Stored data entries

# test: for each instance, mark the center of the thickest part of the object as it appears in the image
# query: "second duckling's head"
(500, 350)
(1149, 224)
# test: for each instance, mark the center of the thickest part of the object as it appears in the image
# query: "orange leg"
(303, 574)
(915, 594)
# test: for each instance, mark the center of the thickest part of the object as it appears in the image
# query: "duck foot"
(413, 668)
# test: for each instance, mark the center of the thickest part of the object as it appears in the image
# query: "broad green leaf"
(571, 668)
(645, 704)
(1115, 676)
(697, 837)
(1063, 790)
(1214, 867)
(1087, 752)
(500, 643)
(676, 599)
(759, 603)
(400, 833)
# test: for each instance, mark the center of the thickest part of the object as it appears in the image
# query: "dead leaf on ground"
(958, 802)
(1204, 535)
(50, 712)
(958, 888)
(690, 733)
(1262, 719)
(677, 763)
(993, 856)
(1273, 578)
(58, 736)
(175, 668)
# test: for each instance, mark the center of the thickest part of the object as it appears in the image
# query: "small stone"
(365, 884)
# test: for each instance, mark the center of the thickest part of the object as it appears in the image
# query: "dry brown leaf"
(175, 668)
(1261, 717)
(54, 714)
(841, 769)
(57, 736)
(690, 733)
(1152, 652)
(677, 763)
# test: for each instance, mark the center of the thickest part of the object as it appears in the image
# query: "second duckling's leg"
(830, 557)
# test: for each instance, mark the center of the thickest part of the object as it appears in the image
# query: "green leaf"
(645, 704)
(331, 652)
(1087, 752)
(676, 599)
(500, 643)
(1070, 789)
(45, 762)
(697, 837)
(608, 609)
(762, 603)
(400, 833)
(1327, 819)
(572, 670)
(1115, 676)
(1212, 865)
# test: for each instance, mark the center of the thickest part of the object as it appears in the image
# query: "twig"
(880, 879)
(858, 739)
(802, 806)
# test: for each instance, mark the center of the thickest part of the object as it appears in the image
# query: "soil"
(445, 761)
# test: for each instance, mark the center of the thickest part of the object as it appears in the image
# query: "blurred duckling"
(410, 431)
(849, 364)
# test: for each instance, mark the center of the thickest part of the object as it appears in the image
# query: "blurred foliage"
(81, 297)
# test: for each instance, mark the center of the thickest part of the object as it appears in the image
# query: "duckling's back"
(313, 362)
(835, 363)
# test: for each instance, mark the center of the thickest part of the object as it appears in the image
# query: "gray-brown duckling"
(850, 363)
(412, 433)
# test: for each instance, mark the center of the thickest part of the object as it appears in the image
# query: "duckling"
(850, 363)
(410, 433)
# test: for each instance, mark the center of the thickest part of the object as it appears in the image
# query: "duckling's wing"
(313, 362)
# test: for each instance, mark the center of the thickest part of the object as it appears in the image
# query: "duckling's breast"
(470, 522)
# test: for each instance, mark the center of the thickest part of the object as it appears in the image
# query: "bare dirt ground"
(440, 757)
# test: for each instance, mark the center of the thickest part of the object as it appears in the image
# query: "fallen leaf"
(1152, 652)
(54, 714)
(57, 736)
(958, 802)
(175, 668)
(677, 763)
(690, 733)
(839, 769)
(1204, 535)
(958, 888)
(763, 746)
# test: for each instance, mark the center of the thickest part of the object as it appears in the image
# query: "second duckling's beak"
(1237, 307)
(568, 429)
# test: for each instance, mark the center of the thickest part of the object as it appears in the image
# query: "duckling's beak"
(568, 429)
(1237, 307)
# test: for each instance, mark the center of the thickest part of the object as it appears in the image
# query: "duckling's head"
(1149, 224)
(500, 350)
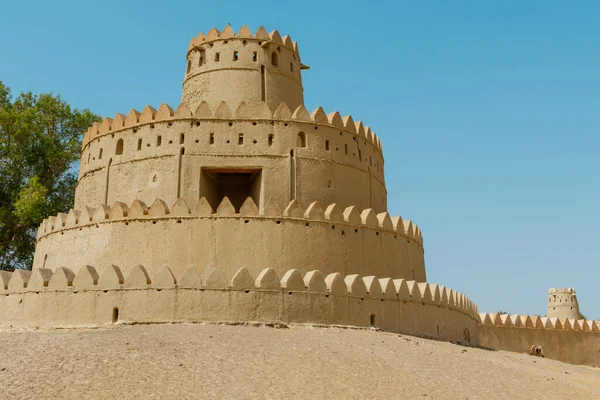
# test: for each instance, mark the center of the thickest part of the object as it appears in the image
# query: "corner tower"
(242, 67)
(562, 303)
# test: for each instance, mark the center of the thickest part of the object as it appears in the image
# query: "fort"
(240, 205)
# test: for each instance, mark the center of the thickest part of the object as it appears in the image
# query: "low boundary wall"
(568, 340)
(44, 298)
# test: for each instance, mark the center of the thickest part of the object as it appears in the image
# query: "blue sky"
(489, 113)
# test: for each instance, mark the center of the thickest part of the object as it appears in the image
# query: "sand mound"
(189, 361)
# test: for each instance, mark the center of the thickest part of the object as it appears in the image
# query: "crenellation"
(111, 278)
(292, 281)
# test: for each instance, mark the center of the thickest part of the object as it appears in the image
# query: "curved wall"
(164, 152)
(348, 243)
(248, 69)
(66, 299)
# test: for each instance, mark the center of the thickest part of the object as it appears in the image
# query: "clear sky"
(489, 112)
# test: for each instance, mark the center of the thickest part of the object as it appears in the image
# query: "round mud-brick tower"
(240, 174)
(223, 66)
(562, 303)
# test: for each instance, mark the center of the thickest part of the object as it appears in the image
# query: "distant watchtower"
(562, 303)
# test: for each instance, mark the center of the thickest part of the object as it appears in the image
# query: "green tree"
(40, 141)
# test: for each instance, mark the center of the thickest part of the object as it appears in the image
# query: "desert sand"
(198, 361)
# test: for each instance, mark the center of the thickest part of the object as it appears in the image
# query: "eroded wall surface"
(569, 340)
(161, 154)
(330, 239)
(63, 298)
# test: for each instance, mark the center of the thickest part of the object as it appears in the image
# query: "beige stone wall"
(223, 66)
(569, 340)
(62, 298)
(331, 239)
(341, 162)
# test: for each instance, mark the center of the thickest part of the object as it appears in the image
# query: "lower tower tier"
(331, 240)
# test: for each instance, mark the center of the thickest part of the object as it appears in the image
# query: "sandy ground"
(197, 361)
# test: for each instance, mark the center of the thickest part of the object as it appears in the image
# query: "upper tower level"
(562, 303)
(230, 67)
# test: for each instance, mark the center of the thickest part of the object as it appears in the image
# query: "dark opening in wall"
(236, 184)
(301, 140)
(263, 83)
(274, 59)
(119, 149)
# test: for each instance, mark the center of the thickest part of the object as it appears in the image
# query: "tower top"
(243, 67)
(562, 303)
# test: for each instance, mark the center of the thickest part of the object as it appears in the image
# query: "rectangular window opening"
(236, 184)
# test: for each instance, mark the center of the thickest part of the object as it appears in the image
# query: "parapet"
(180, 209)
(243, 34)
(64, 298)
(244, 112)
(571, 340)
(348, 239)
(537, 322)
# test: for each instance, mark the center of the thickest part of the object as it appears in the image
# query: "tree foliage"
(40, 141)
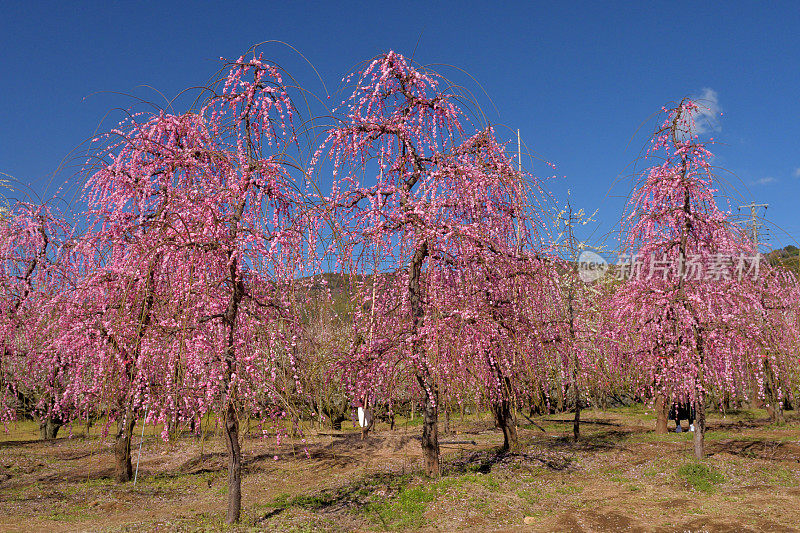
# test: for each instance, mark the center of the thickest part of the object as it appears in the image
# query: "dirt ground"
(619, 477)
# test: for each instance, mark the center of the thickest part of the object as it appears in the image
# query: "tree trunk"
(48, 428)
(430, 430)
(772, 404)
(504, 418)
(234, 464)
(661, 412)
(123, 470)
(576, 423)
(699, 430)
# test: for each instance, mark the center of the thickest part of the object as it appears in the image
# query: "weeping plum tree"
(206, 223)
(686, 299)
(36, 261)
(442, 204)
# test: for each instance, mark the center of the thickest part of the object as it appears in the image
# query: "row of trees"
(192, 282)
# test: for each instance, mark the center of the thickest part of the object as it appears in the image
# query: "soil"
(619, 477)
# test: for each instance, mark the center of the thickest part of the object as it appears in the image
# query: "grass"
(701, 477)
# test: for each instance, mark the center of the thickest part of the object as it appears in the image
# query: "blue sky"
(580, 80)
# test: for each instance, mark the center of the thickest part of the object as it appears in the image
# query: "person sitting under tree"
(364, 416)
(682, 411)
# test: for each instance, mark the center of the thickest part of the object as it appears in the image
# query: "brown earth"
(620, 477)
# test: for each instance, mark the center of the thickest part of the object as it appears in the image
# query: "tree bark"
(234, 464)
(48, 428)
(699, 430)
(576, 423)
(504, 417)
(773, 404)
(123, 470)
(661, 414)
(430, 429)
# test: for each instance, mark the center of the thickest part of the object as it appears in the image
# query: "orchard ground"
(621, 476)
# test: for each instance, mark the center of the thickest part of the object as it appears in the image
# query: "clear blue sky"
(577, 79)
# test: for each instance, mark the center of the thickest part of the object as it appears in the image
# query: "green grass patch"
(700, 476)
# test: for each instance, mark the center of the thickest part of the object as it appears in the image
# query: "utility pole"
(754, 225)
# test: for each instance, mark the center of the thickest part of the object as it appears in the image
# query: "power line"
(754, 227)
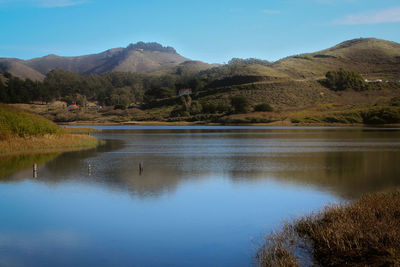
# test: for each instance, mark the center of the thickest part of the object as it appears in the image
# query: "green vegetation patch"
(19, 123)
(363, 233)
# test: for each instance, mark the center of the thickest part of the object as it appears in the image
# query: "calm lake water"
(206, 197)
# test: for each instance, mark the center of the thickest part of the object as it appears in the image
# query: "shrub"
(20, 123)
(240, 104)
(119, 106)
(341, 80)
(209, 107)
(381, 115)
(263, 107)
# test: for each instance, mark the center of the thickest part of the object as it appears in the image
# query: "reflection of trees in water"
(243, 158)
(348, 174)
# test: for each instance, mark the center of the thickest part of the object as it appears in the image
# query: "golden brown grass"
(364, 233)
(81, 130)
(47, 143)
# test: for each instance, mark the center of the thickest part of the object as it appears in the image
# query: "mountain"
(373, 58)
(140, 57)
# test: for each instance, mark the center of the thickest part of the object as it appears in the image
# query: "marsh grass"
(46, 143)
(15, 122)
(23, 133)
(363, 233)
(81, 130)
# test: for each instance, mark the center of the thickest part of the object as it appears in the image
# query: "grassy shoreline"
(47, 144)
(22, 132)
(362, 233)
(201, 123)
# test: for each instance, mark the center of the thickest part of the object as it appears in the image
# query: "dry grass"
(14, 145)
(81, 130)
(364, 233)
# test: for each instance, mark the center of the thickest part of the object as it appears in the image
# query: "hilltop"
(373, 58)
(138, 58)
(142, 82)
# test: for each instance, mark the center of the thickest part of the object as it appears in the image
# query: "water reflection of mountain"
(346, 162)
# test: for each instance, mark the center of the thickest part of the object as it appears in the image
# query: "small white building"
(185, 91)
(373, 81)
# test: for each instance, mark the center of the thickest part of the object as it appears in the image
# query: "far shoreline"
(201, 123)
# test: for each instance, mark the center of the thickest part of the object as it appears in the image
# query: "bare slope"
(373, 58)
(140, 57)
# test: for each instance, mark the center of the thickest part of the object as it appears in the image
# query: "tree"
(240, 104)
(263, 107)
(341, 80)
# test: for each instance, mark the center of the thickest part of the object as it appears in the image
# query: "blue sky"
(211, 31)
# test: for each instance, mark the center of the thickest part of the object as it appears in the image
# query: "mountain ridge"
(368, 56)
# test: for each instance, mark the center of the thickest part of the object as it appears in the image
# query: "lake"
(206, 196)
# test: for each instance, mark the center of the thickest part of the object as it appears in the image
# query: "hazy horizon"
(206, 31)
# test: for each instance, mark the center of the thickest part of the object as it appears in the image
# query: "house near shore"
(185, 91)
(373, 81)
(72, 107)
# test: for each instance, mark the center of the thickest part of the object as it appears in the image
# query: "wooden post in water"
(34, 170)
(141, 167)
(89, 169)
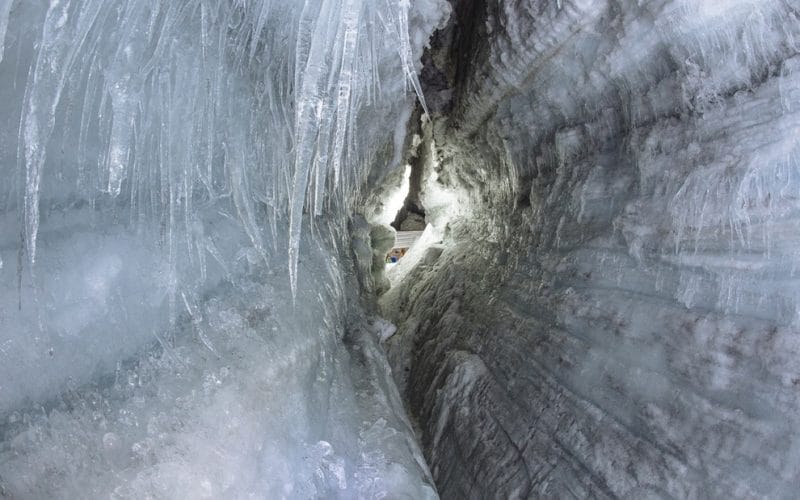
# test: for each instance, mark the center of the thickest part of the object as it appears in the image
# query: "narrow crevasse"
(606, 303)
(179, 308)
(194, 209)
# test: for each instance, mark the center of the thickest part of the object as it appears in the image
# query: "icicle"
(5, 10)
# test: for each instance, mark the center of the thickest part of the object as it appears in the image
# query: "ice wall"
(163, 331)
(614, 310)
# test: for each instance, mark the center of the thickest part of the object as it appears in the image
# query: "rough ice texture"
(617, 313)
(151, 154)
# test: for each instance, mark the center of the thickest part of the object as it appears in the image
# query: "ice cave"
(399, 249)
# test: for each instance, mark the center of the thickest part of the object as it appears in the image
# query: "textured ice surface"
(156, 162)
(614, 311)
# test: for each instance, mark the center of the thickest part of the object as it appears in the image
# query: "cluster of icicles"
(173, 106)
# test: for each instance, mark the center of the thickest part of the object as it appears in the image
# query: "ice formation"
(158, 161)
(604, 303)
(613, 313)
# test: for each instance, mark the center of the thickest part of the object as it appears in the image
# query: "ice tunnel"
(601, 298)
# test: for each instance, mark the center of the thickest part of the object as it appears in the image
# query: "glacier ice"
(611, 306)
(162, 158)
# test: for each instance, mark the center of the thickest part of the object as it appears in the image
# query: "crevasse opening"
(177, 311)
(602, 300)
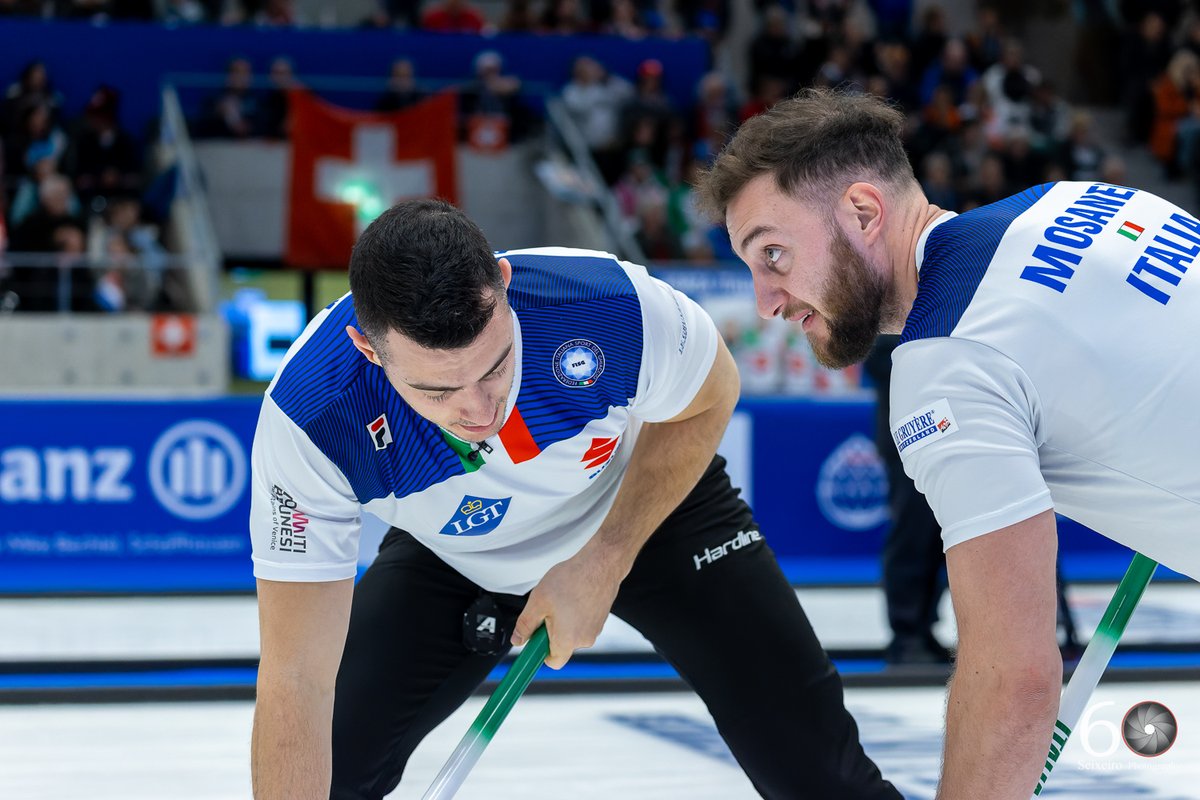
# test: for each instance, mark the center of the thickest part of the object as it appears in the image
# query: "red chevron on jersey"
(600, 451)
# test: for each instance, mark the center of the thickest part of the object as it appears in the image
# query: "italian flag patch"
(1131, 230)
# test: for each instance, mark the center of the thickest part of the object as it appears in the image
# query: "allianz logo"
(197, 469)
(63, 474)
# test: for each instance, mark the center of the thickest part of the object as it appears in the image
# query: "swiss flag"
(348, 167)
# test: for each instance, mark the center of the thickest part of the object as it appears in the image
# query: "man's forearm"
(291, 753)
(997, 732)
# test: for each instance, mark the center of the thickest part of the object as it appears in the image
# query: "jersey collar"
(924, 235)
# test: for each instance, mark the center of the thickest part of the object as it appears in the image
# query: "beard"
(857, 300)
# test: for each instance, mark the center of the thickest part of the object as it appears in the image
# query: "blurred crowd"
(629, 18)
(983, 119)
(76, 226)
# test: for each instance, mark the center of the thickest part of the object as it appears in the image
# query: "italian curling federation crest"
(579, 362)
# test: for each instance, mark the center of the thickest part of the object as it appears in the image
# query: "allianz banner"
(154, 495)
(101, 495)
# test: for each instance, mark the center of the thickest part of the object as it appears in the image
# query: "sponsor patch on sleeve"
(929, 425)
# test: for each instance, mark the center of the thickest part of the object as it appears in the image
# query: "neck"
(916, 215)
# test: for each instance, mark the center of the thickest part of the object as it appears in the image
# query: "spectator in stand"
(940, 121)
(519, 17)
(658, 241)
(767, 92)
(183, 12)
(35, 234)
(274, 113)
(105, 160)
(1081, 158)
(31, 88)
(493, 97)
(1023, 164)
(1144, 56)
(774, 53)
(402, 90)
(233, 113)
(985, 41)
(688, 220)
(625, 22)
(937, 181)
(113, 276)
(1113, 170)
(930, 40)
(640, 185)
(1174, 92)
(717, 113)
(42, 164)
(454, 17)
(648, 109)
(563, 17)
(36, 130)
(1050, 118)
(990, 185)
(406, 13)
(893, 19)
(21, 7)
(952, 71)
(893, 61)
(595, 100)
(1009, 85)
(66, 284)
(276, 13)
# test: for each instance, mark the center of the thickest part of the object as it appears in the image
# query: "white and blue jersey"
(600, 348)
(1051, 359)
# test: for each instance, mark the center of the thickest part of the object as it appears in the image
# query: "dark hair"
(816, 144)
(425, 270)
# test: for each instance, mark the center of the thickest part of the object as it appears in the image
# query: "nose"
(477, 404)
(769, 300)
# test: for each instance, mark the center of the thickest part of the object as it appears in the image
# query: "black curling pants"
(723, 614)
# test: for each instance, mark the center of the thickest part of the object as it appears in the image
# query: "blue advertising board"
(154, 495)
(102, 495)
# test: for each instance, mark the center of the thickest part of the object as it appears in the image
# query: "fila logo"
(379, 432)
(600, 451)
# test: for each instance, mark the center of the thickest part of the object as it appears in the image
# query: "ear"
(505, 271)
(363, 346)
(863, 203)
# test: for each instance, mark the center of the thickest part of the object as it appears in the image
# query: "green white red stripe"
(1096, 657)
(1129, 230)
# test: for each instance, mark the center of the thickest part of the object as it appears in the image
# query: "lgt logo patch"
(477, 516)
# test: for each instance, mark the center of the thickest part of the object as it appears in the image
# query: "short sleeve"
(304, 518)
(678, 348)
(965, 420)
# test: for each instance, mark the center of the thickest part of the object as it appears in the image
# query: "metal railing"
(78, 282)
(193, 221)
(624, 244)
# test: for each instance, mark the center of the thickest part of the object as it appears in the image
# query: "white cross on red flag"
(348, 167)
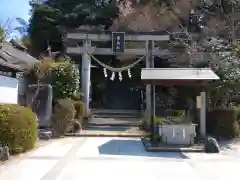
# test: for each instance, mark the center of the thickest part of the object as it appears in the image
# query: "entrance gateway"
(118, 40)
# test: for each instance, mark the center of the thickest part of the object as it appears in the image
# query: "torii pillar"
(86, 75)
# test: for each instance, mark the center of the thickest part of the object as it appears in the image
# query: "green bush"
(18, 128)
(223, 122)
(79, 107)
(65, 80)
(64, 113)
(63, 76)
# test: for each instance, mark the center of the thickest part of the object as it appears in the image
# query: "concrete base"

What the exercise asks. Find each line in the entries above that contains the string "patch", and copy every such line.

Complete output.
# query: "green grass patch"
# query: "green vegetation patch"
# query: "italian flag patch"
# query: "sponsor patch on sleeve"
# query: "lgt logo patch"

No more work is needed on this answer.